**Data supplied:**

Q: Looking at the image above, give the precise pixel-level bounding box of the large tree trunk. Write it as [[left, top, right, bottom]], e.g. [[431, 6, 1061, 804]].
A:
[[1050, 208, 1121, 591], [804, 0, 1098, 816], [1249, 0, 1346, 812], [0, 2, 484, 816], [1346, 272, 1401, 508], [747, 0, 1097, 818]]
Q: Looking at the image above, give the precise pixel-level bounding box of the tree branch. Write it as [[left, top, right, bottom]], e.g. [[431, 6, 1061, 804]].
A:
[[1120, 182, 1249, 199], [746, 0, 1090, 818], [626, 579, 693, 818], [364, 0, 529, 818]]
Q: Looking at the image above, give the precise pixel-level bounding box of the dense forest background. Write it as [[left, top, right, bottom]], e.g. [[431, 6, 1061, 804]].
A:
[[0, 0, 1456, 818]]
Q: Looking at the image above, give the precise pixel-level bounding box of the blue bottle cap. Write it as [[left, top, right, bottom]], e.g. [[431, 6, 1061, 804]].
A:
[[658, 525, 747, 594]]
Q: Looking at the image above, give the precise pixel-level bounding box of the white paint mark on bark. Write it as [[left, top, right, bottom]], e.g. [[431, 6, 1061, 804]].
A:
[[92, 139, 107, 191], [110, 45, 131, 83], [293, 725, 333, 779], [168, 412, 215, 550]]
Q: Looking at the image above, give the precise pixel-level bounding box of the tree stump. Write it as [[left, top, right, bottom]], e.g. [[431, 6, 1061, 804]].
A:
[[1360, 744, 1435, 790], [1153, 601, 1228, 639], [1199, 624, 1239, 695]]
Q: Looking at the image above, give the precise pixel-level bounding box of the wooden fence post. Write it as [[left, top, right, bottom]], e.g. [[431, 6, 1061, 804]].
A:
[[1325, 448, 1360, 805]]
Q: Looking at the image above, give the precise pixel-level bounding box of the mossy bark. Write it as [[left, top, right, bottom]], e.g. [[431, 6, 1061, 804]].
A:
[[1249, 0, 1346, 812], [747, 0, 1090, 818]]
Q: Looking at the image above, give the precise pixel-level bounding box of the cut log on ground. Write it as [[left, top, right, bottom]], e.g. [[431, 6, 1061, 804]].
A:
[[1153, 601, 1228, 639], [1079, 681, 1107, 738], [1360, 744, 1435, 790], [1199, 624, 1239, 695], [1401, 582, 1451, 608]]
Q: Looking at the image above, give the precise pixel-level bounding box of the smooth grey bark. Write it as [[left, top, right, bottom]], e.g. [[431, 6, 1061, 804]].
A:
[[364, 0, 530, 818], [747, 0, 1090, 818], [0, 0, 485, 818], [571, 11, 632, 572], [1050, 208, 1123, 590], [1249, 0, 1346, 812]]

**The task:** Extract the rows from the very first line down to and including the line that contains "0, 529, 818]]", and reproduce them without any changes.

**Solved problem:**
Q: Looking at the image above, give the precise pixel-level bounding box of the large tree trunk. Write it as [[left, top, right, bottom]], e.g. [[431, 6, 1061, 804]].
A:
[[1050, 208, 1121, 591], [804, 0, 1098, 816], [1249, 0, 1346, 812], [0, 2, 484, 816], [1346, 272, 1401, 508], [747, 0, 1097, 818]]
Q: Looking at the image above, give the precise pixel-level bounding box of the tree branch. Write it as [[left, top, right, bottom]], e.g. [[431, 6, 1061, 804]].
A:
[[1120, 182, 1249, 199], [746, 0, 1090, 818], [626, 579, 693, 818], [364, 0, 529, 818]]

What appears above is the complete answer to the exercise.